Stated task A
According to the oil price report, which EU members did not sign the agreement on fiscal discipline?
Stated task B
Write the next part of the oil price report, picking up after its last sentence.

━━ Page excerpt

Brent posts weekly gain, US crude falls on inventories data
Oil prices were headed in different directions this week. While US crude futures were in decline, Brent prices rose in London amid signs of further progress in Europe’s efforts to resolve its debt problems.
This week, the EU managed to agree on a deal to tighten fiscal discipline within the euro zone by introducing automatic penalties for countries that breach their budget deficit targets. All EU members except for Britain and the Czech Republic signed the agreement.
In the meantime, Greek Prime Minister Lucas Papademos said the debt-ridden country has made “significant progress” it its negotiations with private bondholders to hammer out a deal that would reduce its debts and enable it to secure further financial aid from the EU and the IMF.
If Greece missed out on the next €130 billion bailout package, it will likely fail to pay €14.4 billion worth of bonds that are due on March 20 and go into a default.
Papademos suggested that a deal could be in place as soon as early next week.

━━━━
━━ Record list

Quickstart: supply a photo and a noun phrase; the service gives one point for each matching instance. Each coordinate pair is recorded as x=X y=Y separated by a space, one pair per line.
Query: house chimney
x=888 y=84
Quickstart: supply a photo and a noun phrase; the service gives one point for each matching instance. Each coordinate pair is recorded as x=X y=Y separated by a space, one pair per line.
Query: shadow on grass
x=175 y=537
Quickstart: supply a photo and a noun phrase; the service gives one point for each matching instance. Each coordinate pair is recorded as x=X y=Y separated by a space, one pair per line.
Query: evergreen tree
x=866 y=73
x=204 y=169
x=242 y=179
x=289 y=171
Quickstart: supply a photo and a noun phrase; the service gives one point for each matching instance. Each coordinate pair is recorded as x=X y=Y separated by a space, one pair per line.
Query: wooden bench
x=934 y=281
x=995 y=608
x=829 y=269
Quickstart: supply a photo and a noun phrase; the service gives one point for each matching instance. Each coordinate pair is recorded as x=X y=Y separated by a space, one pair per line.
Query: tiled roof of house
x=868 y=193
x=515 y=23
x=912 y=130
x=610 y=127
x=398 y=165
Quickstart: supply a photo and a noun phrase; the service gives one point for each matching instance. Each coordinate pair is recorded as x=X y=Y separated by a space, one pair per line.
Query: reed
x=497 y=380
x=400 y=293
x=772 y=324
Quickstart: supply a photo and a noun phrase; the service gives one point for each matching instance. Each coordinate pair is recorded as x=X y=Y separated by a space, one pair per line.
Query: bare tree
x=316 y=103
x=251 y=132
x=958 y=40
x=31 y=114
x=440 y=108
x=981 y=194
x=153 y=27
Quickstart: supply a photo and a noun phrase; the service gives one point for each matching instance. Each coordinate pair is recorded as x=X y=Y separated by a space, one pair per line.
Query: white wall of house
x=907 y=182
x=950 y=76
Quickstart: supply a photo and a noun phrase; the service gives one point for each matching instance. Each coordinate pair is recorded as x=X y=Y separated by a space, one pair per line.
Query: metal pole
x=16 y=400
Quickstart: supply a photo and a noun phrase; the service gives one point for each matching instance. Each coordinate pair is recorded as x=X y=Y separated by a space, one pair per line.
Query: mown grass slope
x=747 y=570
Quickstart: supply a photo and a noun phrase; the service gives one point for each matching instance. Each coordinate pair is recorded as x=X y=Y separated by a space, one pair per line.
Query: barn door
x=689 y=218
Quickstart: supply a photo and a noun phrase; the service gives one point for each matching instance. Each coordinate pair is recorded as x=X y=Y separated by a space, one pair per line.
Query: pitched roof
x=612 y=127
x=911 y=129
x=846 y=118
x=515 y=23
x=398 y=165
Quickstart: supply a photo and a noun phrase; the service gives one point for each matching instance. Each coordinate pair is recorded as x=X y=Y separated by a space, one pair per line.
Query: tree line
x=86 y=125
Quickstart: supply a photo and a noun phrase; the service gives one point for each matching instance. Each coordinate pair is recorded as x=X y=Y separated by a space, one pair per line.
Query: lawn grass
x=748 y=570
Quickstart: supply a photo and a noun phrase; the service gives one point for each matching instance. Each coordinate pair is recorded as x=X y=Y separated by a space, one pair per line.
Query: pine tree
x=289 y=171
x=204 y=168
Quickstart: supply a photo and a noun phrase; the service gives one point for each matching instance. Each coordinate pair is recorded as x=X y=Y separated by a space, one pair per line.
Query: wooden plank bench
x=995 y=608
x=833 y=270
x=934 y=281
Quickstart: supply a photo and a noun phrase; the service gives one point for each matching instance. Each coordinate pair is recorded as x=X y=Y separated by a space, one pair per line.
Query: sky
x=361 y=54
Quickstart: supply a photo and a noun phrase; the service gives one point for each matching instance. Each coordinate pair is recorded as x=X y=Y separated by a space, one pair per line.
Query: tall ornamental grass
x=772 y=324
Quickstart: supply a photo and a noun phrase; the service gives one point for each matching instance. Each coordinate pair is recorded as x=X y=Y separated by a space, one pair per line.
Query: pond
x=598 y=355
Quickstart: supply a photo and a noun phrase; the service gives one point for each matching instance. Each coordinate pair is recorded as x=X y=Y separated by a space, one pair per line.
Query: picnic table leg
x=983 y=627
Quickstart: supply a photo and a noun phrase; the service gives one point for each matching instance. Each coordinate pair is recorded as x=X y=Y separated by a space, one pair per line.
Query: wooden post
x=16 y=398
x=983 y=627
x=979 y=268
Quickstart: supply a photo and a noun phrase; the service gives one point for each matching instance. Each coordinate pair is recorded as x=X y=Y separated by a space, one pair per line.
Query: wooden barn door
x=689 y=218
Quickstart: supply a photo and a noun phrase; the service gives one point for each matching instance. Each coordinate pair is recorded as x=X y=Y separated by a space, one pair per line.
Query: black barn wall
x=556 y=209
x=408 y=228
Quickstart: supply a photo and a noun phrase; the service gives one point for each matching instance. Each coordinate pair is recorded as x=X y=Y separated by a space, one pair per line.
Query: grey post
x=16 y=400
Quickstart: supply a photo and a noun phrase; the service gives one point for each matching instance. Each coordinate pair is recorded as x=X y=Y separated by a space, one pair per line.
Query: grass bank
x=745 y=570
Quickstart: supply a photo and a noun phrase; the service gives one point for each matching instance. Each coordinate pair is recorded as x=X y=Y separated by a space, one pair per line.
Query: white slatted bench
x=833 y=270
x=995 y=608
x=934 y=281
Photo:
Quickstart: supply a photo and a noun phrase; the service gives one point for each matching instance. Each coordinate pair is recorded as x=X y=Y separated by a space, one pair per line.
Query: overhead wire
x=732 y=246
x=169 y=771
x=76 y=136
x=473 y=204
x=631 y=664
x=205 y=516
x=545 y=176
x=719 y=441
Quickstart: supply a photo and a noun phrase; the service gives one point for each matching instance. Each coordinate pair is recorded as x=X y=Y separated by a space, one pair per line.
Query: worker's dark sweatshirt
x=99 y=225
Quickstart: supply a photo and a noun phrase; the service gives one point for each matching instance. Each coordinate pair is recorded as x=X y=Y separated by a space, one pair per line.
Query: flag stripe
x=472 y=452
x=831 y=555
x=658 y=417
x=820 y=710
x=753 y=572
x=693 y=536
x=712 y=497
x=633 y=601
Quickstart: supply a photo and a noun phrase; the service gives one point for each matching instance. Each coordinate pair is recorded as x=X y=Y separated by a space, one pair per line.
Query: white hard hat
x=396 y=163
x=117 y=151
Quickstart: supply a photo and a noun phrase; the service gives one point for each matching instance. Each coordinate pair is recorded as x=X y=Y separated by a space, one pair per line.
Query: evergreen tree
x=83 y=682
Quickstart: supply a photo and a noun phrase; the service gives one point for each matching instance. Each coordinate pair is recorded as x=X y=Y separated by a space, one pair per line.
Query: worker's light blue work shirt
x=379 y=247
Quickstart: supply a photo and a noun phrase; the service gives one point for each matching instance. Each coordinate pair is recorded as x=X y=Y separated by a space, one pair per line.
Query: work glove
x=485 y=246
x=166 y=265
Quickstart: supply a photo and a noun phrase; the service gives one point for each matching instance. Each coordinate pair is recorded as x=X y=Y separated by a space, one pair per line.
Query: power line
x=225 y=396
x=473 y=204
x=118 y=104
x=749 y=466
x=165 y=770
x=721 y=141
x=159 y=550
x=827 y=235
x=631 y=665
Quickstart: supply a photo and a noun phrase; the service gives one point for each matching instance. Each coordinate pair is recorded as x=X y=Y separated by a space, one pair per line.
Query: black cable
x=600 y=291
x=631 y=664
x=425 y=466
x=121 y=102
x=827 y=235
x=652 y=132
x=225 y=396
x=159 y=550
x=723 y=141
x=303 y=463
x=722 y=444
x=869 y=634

━━━━

Expected output A
Britain and the Czech Republic.

Expected output B
Oil futures in London and New York received more support from Wednesday’s manufacturing data released by the Chinese government. The official PMI index for January came in at 50.5, an increase from 50.3 in the previous month.
Readings another 50 indicate an expansion, while anything below that level signals contractions.
HSBC’s gauge of manufacturing activity in China, which was released earlier in the week, stood at 48.8.
Likewise, this week’s US jobs data was positive. On Thursday, the Department of Labor reported a decline of 12,000 to 367,000 in the number of initial applications for unemployment benefits for the week to January 29.
A day later, the closely watched non-farm payrolls report revealed that the US economy created 243,000 jobs, while expectations were for an increase of up to 150,000.
In addition, the jobless rate surprisingly dropped from 8.5 percent to 8.3 percent, which was seen as another sign that the economic recovery in the world’s largest energy consumer is picking up speed.
While Brent crude added roughly US$3 during the week, US benchmark crude declined after the Department of Energy said US oil inventories added a massive 4.2 million barrels last week as demand for crude from refineries fell.
US light, sweet crude for March delivery, currently the most actively traded contract on the New York Mercantile Exchange (NYMEX), ended the week at US$97.84/barrel.
March Brent crude closed at US$114.71/barrel on the ICE Exchange yesterday.
Oil and gas majors were headed in different directions this week.
BP (LON:BP.) advanced from 464.55 pence to 484.5 pence over the past five days of trading, while fellow supermajor Royal Dutch Shell (LON:RDSB) fell from 2,311 pence to 2,294 pence.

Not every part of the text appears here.